■ Exercise prompt:
Pictures aside, copy every record word for word.

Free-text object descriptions
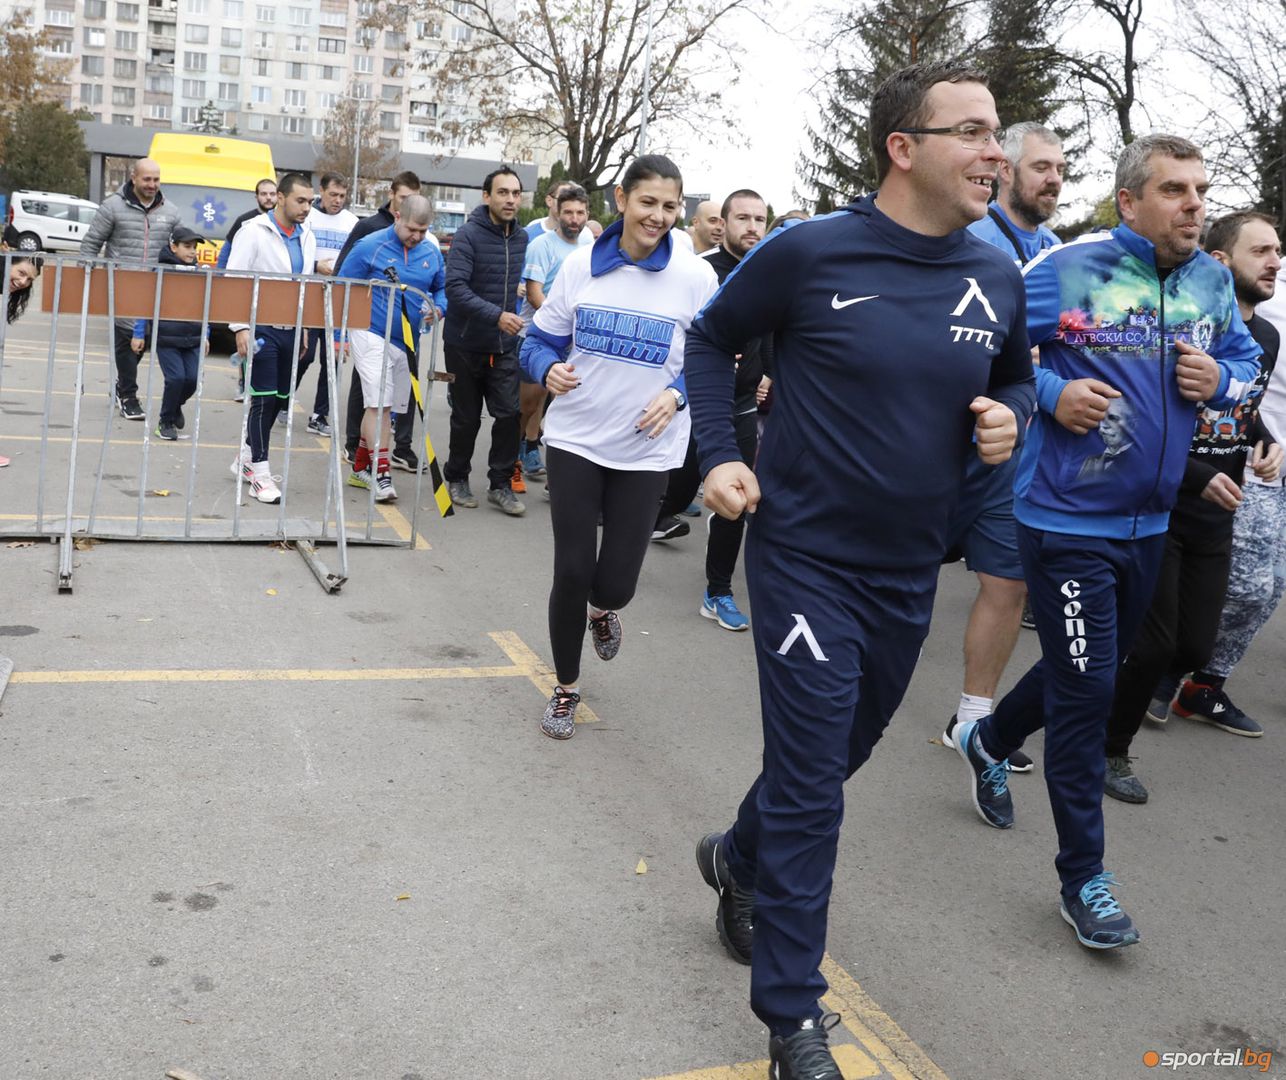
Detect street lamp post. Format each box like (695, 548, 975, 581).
(638, 0, 654, 154)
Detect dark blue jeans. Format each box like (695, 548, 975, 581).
(156, 345, 200, 425)
(979, 523, 1165, 896)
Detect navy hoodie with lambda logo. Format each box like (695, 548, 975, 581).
(685, 194, 1036, 570)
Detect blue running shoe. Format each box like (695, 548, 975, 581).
(1060, 872, 1140, 949)
(521, 447, 546, 477)
(953, 718, 1013, 829)
(701, 591, 749, 631)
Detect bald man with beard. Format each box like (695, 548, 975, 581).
(80, 157, 184, 420)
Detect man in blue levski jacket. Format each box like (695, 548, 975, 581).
(685, 61, 1036, 1079)
(951, 134, 1261, 951)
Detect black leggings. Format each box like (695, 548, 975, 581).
(546, 446, 669, 685)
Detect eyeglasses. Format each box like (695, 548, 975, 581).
(895, 124, 1005, 150)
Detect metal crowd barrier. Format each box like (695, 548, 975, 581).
(0, 252, 448, 593)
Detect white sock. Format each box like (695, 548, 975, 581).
(587, 604, 606, 620)
(957, 693, 993, 724)
(558, 684, 579, 696)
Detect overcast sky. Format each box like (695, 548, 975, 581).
(656, 0, 1252, 221)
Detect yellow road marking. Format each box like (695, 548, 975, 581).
(821, 955, 949, 1080)
(374, 501, 432, 550)
(650, 1044, 879, 1080)
(489, 630, 600, 724)
(10, 665, 529, 685)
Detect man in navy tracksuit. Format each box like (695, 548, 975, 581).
(686, 62, 1036, 1078)
(951, 135, 1262, 950)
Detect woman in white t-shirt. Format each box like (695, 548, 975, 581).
(520, 155, 718, 739)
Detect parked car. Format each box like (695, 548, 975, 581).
(6, 191, 100, 253)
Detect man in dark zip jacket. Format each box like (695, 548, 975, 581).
(442, 167, 528, 515)
(953, 135, 1261, 951)
(685, 62, 1035, 1078)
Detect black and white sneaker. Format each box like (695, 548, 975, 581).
(695, 832, 754, 965)
(650, 515, 690, 542)
(118, 395, 144, 420)
(541, 686, 580, 740)
(391, 447, 420, 473)
(944, 714, 1032, 773)
(307, 414, 332, 437)
(588, 610, 622, 661)
(769, 1014, 843, 1079)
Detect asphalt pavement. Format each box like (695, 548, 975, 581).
(0, 312, 1282, 1080)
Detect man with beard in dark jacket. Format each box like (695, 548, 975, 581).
(442, 167, 528, 515)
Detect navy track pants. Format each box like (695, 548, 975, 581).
(722, 527, 936, 1035)
(978, 523, 1165, 896)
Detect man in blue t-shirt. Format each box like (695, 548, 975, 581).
(518, 184, 589, 478)
(940, 123, 1067, 772)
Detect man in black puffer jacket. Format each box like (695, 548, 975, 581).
(130, 226, 208, 441)
(442, 167, 528, 515)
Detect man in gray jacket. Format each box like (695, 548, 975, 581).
(79, 158, 182, 420)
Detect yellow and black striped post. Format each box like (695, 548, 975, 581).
(398, 287, 453, 518)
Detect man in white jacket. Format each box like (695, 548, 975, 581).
(225, 172, 317, 503)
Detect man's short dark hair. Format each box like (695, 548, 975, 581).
(277, 172, 312, 198)
(869, 60, 990, 184)
(1205, 210, 1279, 256)
(255, 177, 276, 193)
(390, 170, 421, 193)
(555, 184, 588, 210)
(483, 167, 522, 195)
(720, 188, 765, 221)
(318, 172, 347, 191)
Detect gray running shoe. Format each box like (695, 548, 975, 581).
(447, 480, 478, 508)
(487, 485, 526, 516)
(542, 685, 580, 740)
(1104, 755, 1148, 804)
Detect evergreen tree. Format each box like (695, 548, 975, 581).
(799, 0, 972, 209)
(0, 101, 89, 197)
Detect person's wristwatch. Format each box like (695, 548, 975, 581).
(668, 387, 687, 411)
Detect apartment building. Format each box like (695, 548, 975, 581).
(5, 0, 542, 221)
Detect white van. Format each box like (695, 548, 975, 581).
(6, 191, 101, 252)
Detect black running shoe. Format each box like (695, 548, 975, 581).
(769, 1014, 843, 1079)
(650, 515, 690, 542)
(695, 832, 754, 965)
(588, 610, 622, 661)
(1020, 599, 1036, 630)
(118, 395, 144, 420)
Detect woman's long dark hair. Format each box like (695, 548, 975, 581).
(6, 256, 41, 324)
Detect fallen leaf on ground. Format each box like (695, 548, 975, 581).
(396, 893, 411, 901)
(635, 859, 648, 875)
(73, 538, 98, 550)
(265, 588, 277, 596)
(6, 541, 34, 548)
(151, 489, 171, 497)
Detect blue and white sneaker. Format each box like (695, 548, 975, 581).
(953, 718, 1013, 829)
(701, 591, 749, 631)
(521, 447, 545, 477)
(1060, 872, 1140, 949)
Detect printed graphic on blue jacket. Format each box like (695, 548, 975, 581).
(1192, 367, 1270, 455)
(1075, 395, 1136, 484)
(573, 305, 675, 367)
(1014, 226, 1262, 540)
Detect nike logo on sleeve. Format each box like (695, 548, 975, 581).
(831, 293, 879, 309)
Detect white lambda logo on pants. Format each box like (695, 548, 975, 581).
(777, 614, 830, 662)
(1060, 579, 1090, 672)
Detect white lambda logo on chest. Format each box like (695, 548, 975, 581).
(949, 276, 999, 350)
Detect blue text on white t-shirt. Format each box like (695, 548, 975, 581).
(574, 305, 676, 367)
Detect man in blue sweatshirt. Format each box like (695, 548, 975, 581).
(951, 134, 1262, 952)
(686, 61, 1036, 1079)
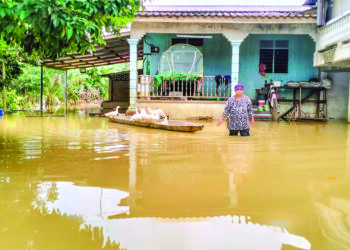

■ Exercise response:
Detect street lamp post. Format each box like (695, 548, 975, 581).
(638, 0, 654, 154)
Detect dark blue jeans. Format each box like (695, 548, 975, 581).
(156, 345, 200, 425)
(979, 523, 1165, 896)
Detect navy hoodie with lambda logo. Format each box like (695, 548, 975, 581).
(685, 194, 1036, 570)
Detect blue running shoe. Format each box like (695, 548, 975, 581).
(1060, 872, 1140, 949)
(521, 447, 546, 477)
(953, 718, 1013, 829)
(701, 591, 749, 631)
Detect bald man with beard. Format each box like (695, 548, 975, 581).
(80, 157, 184, 420)
Detect man in blue levski jacket. Format each box like (695, 548, 975, 581).
(685, 61, 1036, 1079)
(951, 134, 1261, 951)
Detect black leggings. Format each box like (695, 548, 975, 581).
(546, 446, 669, 685)
Detect eyeglasses. Format each box like (695, 548, 975, 581).
(895, 124, 1005, 150)
Detect metal crowd barrier. Format each box like (695, 548, 975, 581).
(0, 252, 448, 593)
Detect white sock. Format each box like (695, 548, 975, 581).
(587, 604, 606, 620)
(957, 693, 993, 724)
(558, 684, 579, 696)
Detect overcast sky. Format each box like (695, 548, 975, 581).
(656, 0, 1252, 221)
Detect yellow road marking. Format each box like (695, 548, 975, 581).
(821, 955, 949, 1080)
(374, 501, 432, 550)
(650, 1044, 879, 1080)
(489, 630, 600, 724)
(10, 665, 529, 685)
Detect man in navy tracksuit. Format each box like (695, 548, 975, 581).
(686, 62, 1036, 1078)
(951, 135, 1262, 950)
Detect woman in white t-shirt. Format each box like (695, 548, 975, 581).
(520, 155, 718, 739)
Detect parked car. Format each box like (695, 548, 975, 581).
(6, 191, 100, 253)
Detect man in dark zip jacket. Format each box like (695, 548, 975, 581).
(442, 167, 528, 515)
(953, 135, 1261, 951)
(685, 62, 1035, 1078)
Detect black and white sneaker. Format each box like (695, 548, 975, 581).
(695, 832, 754, 965)
(650, 515, 690, 542)
(118, 395, 144, 420)
(541, 686, 580, 740)
(391, 447, 420, 473)
(944, 714, 1032, 773)
(307, 414, 332, 437)
(588, 610, 622, 661)
(769, 1014, 843, 1079)
Detect asphalt pavement. Format each box like (695, 548, 975, 581).
(0, 312, 1282, 1080)
Detect man with beard in dark jacket. Format each box like (695, 548, 975, 581).
(442, 167, 528, 515)
Detect navy track pants. Format each box like (695, 548, 975, 581).
(722, 527, 936, 1035)
(978, 523, 1165, 896)
Detect man in blue t-shirt. Format each box like (695, 548, 975, 581).
(518, 184, 589, 478)
(940, 123, 1067, 772)
Detect man in black puffer jacket. Format each box like (695, 548, 975, 581).
(130, 226, 208, 441)
(442, 167, 528, 515)
Detect man in gray jacket. Format each box like (695, 548, 975, 581).
(79, 158, 182, 420)
Detect yellow and black striped post. Format each box like (695, 548, 975, 581).
(398, 287, 453, 518)
Detect man in white jacket. Format each box like (695, 548, 975, 581).
(225, 172, 317, 503)
Detect man's short dark hair. Format each box like (695, 548, 975, 581).
(277, 172, 312, 198)
(869, 60, 990, 184)
(1205, 210, 1279, 256)
(255, 177, 276, 193)
(390, 170, 421, 193)
(555, 184, 588, 210)
(483, 167, 522, 195)
(720, 188, 765, 221)
(318, 172, 347, 191)
Detect gray running shoe. Format each box like (695, 548, 975, 581).
(447, 480, 478, 508)
(487, 485, 526, 516)
(542, 685, 580, 740)
(1104, 755, 1148, 804)
Detect evergreen tree. Format each box like (695, 548, 975, 581).
(799, 0, 972, 209)
(0, 101, 89, 197)
Detect person's wristwatch. Format each box like (695, 548, 975, 581).
(668, 387, 687, 411)
Detect apartment building. Format each box like (695, 548, 975, 581).
(5, 0, 542, 221)
Detect white van. Format each box like (695, 548, 975, 581).
(6, 191, 101, 252)
Detect black running shoe. Format each box like (695, 548, 975, 581).
(769, 1014, 843, 1079)
(650, 515, 690, 542)
(695, 832, 754, 965)
(588, 610, 622, 661)
(1020, 599, 1036, 630)
(118, 395, 144, 420)
Detect woman's long dark hair. Format each box like (695, 548, 975, 581).
(6, 256, 41, 324)
Detect fallen leaf on ground. Format each box like (695, 548, 975, 581).
(396, 893, 411, 901)
(635, 859, 648, 875)
(73, 538, 98, 550)
(265, 588, 277, 596)
(6, 541, 34, 548)
(151, 489, 171, 497)
Detect blue and white sneaker. Format each box like (695, 548, 975, 581).
(953, 718, 1013, 829)
(701, 591, 749, 631)
(521, 447, 545, 477)
(1060, 872, 1140, 949)
Detect printed graphic on blue jacket. Format each box like (695, 548, 975, 581).
(1192, 367, 1270, 455)
(1075, 395, 1136, 484)
(573, 305, 675, 367)
(1014, 226, 1262, 540)
Detect nike logo on sleeve. Format each box like (695, 548, 975, 581).
(831, 293, 879, 309)
Detect white lambda logo on pants. Format each box like (695, 548, 975, 581).
(777, 614, 830, 662)
(1060, 579, 1090, 672)
Detect white lambda logo on chest. Format each box like (695, 548, 975, 581).
(949, 276, 999, 350)
Detect blue text on white t-shirt. Format each box like (695, 548, 975, 581).
(574, 305, 676, 367)
Detect man in blue sweatshirt. Format each box like (695, 548, 975, 581).
(951, 134, 1262, 952)
(686, 61, 1036, 1079)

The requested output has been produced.